● AIM OF THE TASK: Starting at the line with "Give one point for each instance of the yellow petal" and continuing through the final line of the records below, rewrite those lines as a numbered list with blank lines removed. Include no other lines.

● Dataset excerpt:
::::

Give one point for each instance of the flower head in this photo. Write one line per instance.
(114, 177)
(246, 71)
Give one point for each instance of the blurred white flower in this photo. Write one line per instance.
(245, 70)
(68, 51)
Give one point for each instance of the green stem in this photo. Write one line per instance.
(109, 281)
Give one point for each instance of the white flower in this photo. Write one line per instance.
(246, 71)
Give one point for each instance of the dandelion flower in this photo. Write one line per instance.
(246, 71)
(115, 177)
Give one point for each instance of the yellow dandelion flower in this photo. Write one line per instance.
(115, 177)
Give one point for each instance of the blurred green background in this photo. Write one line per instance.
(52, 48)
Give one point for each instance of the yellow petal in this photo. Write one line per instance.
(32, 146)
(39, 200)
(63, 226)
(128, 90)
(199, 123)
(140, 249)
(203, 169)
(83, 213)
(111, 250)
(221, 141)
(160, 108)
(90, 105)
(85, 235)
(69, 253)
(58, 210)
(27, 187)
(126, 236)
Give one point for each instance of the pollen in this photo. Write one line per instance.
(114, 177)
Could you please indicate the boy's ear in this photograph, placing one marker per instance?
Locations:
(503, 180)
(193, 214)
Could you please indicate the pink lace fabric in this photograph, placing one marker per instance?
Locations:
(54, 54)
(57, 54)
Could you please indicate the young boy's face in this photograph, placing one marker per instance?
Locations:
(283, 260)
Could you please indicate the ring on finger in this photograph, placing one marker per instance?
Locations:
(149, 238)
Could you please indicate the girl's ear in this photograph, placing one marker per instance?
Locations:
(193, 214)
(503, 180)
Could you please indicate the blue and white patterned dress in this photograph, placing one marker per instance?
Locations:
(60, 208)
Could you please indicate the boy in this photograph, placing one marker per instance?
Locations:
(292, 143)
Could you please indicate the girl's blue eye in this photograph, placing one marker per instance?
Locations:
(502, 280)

::::

● ANSWER TO THE PROBLEM:
1. Give one point for each instance of the yellow petal in this photo. Write one line per instance.
2. (32, 146)
3. (39, 200)
4. (63, 226)
5. (128, 90)
6. (199, 123)
7. (140, 249)
8. (203, 169)
9. (83, 213)
10. (111, 250)
11. (221, 141)
12. (160, 108)
13. (90, 105)
14. (85, 235)
15. (69, 253)
16. (58, 210)
17. (27, 187)
18. (126, 236)
19. Give one point for each instance of the pollen in this photo. Write one line per instance.
20. (114, 177)
21. Could you please indicate the boy's ear in this photograph, placing one marker per instance?
22. Locations:
23. (503, 180)
24. (193, 214)
25. Could you please indicate the pink lace fabric in this photograph, placing one marker per instance?
26. Locations:
27. (54, 54)
28. (57, 54)
29. Could you please indicate the young boy's face in this photograph, placing one marker per instance?
30. Locations:
31. (283, 260)
32. Could you please indicate the ring on finger in this photograph, placing one marker per instance?
33. Locations:
34. (149, 238)
35. Could you please indicate the girl's ear in this photograph, placing one marker per instance?
36. Locations:
37. (193, 214)
38. (503, 180)
39. Could you please indicate the blue and white patterned dress in this photograph, placing one marker per instance?
40. Locations:
41. (60, 208)
42. Could you please indicate the boy in this photograph, placing one marker per instance?
43. Locations:
44. (292, 143)
45. Could you please indicate the girl's blue eye in this photograph, placing one marker per instance?
46. Locations:
47. (502, 280)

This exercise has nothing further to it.